◆ OBJECTIVES:
1. In the travel account of the overnight bus trip to Split, how long did each break last when the bus stopped?
2. Please rewrite the travel account of the overnight bus trip to Split, starting at "Our time in" and ending at "all the way.", with "field trip" replaced by "school outing".

◆ EXCERPT PROVIDED:
.....
Our time in Istria was at an end. There were no ferries to get us to our next destination. We could have rented a car, but the red-eye bus was cheaper. We were unsure what to expect. At the very least, we would be getting some sleep during the trip, right? Hah – little did we know. The bus we chose that night had a full compliment of French teens on some kind of field trip.
Aside from the French giggling and chatter, the ride was uneventful. Every few hours or so we would stop, wake up to the sound of the engine turning off, then have 15-20 minutes for a break. Without assigned seats, by the time you returned from the restroom you might find a new passenger in your seat. We would not recommend this bus – get your own car and drive instead. The rocky coastal terrain itself is beautiful, dotted with islands and forests all the way.
Emerging from the bus station in Split, we found ourselves surrounded by a bustling port full of passenger ferries, tugs, and commercial fishing vessels. We waited only a few minutes before our Airbnb host, Slavko, arrived in his car. (Book his apartment here!) As he drove us north through town he provided an overview of Split’s recent history. The football stadium, the importance of the maritime industry, and the economic climate of the city over the last few years.
The neighborhood around Slavko’s home is nestled in the hilside overlooking the coastal downtown of Split. He gave us directions to the nearest grocery store and shared with us his homemade wine from the grapes that grow on his property. The apartment was perfect. It is an easy 5 minute walk downhill to town. Slavko and his wife are wonderful hosts! If you are staying in Split we highly recommend his airbnb.
.....
◆ EXTRACTED DATA:
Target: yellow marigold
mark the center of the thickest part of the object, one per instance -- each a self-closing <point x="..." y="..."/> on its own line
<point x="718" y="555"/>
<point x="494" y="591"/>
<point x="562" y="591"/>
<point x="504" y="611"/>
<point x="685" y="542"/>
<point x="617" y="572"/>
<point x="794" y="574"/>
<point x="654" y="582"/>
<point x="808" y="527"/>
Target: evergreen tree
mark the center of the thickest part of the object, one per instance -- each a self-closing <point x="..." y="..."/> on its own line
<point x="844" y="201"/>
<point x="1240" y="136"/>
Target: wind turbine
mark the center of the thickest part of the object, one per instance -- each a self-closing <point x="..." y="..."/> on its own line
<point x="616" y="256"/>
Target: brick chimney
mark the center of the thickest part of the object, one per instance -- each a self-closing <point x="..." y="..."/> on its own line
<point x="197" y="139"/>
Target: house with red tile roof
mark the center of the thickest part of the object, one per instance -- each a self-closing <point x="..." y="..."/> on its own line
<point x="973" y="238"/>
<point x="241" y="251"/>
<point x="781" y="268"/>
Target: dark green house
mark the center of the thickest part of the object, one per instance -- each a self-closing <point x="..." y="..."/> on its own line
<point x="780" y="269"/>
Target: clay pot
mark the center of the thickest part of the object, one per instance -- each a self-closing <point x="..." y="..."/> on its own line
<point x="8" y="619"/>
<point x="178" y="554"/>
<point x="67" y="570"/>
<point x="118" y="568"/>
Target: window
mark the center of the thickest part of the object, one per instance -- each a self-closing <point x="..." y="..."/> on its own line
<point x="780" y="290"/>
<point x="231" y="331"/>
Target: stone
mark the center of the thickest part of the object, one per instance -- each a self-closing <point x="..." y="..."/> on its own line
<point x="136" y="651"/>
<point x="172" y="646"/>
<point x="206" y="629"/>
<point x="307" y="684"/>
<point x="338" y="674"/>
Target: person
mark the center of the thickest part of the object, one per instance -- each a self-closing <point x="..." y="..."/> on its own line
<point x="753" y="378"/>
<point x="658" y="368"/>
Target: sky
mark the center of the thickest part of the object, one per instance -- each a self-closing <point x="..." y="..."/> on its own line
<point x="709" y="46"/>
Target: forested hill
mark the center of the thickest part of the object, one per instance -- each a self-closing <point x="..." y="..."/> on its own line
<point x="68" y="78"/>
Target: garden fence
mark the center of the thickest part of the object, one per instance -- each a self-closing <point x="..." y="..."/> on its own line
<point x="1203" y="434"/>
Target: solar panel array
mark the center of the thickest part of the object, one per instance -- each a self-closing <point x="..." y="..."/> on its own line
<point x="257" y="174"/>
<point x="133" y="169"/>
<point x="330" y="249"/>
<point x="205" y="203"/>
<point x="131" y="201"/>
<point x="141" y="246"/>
.....
◆ RESULTS FOR EACH TASK:
1. 15-20 minutes

2.
Our time in Istria was at an end. There were no ferries to get us to our next destination. We could have rented a car, but the red-eye bus was cheaper. We were unsure what to expect. At the very least, we would be getting some sleep during the trip, right? Hah – little did we know. The bus we chose that night had a full compliment of French teens on some kind of school outing.
Aside from the French giggling and chatter, the ride was uneventful. Every few hours or so we would stop, wake up to the sound of the engine turning off, then have 15-20 minutes for a break. Without assigned seats, by the time you returned from the restroom you might find a new passenger in your seat. We would not recommend this bus – get your own car and drive instead. The rocky coastal terrain itself is beautiful, dotted with islands and forests all the way.